The records below must be transcribed precisely and in full.

»»

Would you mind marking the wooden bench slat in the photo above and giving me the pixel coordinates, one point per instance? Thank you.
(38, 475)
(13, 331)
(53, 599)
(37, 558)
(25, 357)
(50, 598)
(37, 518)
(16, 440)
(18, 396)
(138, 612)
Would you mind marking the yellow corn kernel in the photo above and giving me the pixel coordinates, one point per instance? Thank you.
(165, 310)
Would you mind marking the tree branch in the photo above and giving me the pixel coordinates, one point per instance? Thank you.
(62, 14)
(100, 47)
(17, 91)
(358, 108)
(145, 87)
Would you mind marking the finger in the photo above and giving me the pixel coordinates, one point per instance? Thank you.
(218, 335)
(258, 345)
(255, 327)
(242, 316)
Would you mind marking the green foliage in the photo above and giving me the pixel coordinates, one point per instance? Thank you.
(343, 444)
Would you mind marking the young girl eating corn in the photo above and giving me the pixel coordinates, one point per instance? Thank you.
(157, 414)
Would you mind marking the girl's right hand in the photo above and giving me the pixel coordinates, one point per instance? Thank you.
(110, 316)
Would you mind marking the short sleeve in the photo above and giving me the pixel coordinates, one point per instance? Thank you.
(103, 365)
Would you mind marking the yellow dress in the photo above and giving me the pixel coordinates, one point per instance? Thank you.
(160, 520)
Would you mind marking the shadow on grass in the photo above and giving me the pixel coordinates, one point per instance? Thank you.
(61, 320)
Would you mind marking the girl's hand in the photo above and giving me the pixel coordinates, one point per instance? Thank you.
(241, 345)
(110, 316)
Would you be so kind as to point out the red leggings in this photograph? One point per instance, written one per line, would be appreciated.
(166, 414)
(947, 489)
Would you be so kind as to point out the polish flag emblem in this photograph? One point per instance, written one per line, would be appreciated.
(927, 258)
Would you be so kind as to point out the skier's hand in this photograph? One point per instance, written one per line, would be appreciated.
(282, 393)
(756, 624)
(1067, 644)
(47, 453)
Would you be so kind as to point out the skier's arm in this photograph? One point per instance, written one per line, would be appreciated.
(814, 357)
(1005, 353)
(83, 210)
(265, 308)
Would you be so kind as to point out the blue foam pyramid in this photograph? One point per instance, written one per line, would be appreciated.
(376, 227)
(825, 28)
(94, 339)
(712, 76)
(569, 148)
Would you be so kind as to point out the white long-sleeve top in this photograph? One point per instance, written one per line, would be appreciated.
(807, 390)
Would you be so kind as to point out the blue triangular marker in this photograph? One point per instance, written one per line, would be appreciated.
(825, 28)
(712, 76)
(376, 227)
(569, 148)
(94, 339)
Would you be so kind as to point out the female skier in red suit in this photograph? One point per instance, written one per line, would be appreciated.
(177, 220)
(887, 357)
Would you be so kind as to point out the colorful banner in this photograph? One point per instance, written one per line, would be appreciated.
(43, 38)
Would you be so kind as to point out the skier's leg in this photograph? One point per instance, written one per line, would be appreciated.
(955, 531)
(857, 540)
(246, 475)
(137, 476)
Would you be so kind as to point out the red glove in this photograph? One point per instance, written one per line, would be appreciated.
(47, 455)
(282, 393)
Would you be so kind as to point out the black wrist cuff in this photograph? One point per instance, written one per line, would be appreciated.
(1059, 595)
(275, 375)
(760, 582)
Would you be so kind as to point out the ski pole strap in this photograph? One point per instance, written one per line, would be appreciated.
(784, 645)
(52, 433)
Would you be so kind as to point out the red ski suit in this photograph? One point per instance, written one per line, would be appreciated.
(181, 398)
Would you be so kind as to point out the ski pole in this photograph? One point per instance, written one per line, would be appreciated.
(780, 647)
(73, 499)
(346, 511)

««

## Result for this exercise
Would you mind marking the wooden bench slat in the photo above and giving me the pixel coordinates, one point per instance? Thank you.
(38, 475)
(13, 331)
(53, 599)
(37, 558)
(25, 357)
(50, 598)
(37, 518)
(16, 440)
(18, 396)
(138, 612)
Would you mind marking the yellow corn kernel in the photo above and giving me the pixel coordinates, one point per instance? Thank you.
(165, 310)
Would you mind marking the tree branch in the photo above and giving me the pixel coordinates, one point per instance? Thank you.
(62, 14)
(100, 47)
(17, 91)
(358, 108)
(145, 87)
Would you mind marking the finger in the photo above and giving me the pixel coordinates, one point per instance? Thank you.
(218, 335)
(258, 345)
(255, 327)
(242, 316)
Would you mind marking the green foliage in the photo above and giving me the pixel coordinates, one point per instance? Thank you.
(343, 444)
Would you mind marking the young girl eating corn in the photo above and giving me the pixel coordinates, one point per instance? Thank you.
(157, 414)
Would you mind marking the girl's right hand in the photo above and giving me the pixel coordinates, one point per instance? Thank you.
(110, 316)
Would you mind marking the short sleeve in the photo above and giving me the pixel coordinates, one point per instance? Thank you.
(103, 365)
Would you mind marking the yellow dress in the photo above and giving me the pixel coordinates, one point per instance? Thank you.
(160, 520)
Would you mind marking the shadow on grass in the photo above and giving me the pixel coordinates, one point per instance? Thank you.
(61, 320)
Would you mind marking the girl's hand in the photo above and giving me the pixel coordinates, one point per instance? Thank you.
(241, 345)
(110, 316)
Would you be so kind as to point out the red leggings in this photograph? One point per instance, written one per line, would be appreciated.
(166, 414)
(947, 489)
Would you be so kind as to point out the polish flag emblem in this photograph? One point per instance, written one per line, would be appreciated.
(927, 258)
Would you be so kind as to point out the skier's hand in this photograph? One point per instance, written one per line, would be appreciated.
(282, 393)
(756, 624)
(1067, 644)
(47, 453)
Would you be so kind as to point out the skier's arm in this photograph? One point per instance, written one per line, would be appreciated.
(814, 357)
(1005, 353)
(83, 210)
(265, 308)
Would you be so kind as to point out the blue foam pyramid in this photograph? One point per instance, written one per line, would be appreciated.
(376, 227)
(825, 28)
(94, 339)
(712, 76)
(569, 148)
Would you be so kind as to point out the white long-sleeve top in this photograph? One point per instance, written one per line, would be appreciated.
(807, 390)
Would you be so kind as to point out the blue triangular marker in this photograph? One point per instance, written one per line, would be appreciated.
(825, 28)
(712, 76)
(376, 227)
(569, 148)
(94, 339)
Would you be so kind as to point out the female skier in red suit in this photograph? One point per instance, written one per line, would be appreciated.
(177, 220)
(887, 357)
Would you be so kind as to point out the colorful banner in this photograph? One point per instance, written one per line, would be appreciated.
(43, 38)
Would you be so kind as to point out the skier's leg in this photograph? One point per instance, written one per line, would be appreciated.
(955, 531)
(857, 540)
(246, 475)
(137, 476)
Would you be so kind as to point out the red glove in this photograph? One point per instance, written one per line, would be appreciated.
(47, 455)
(282, 393)
Would you be so kind as to point out the black wrist cuff in this photograph? One point per instance, written one per line, would be appreciated.
(1059, 595)
(275, 375)
(760, 582)
Would you be so kind as to point out the ski pole strap in this photograph? One point per instance, written one per line, would be appreciated.
(784, 645)
(52, 433)
Would you be so kind as to point out the red ski suit in this photograph? One point per instance, written one per line, would be appreciated.
(181, 398)
Would you be so kind as to point out the ski pole in this photograph? One point per instance, written one per line, would be appreciated.
(780, 647)
(73, 499)
(346, 511)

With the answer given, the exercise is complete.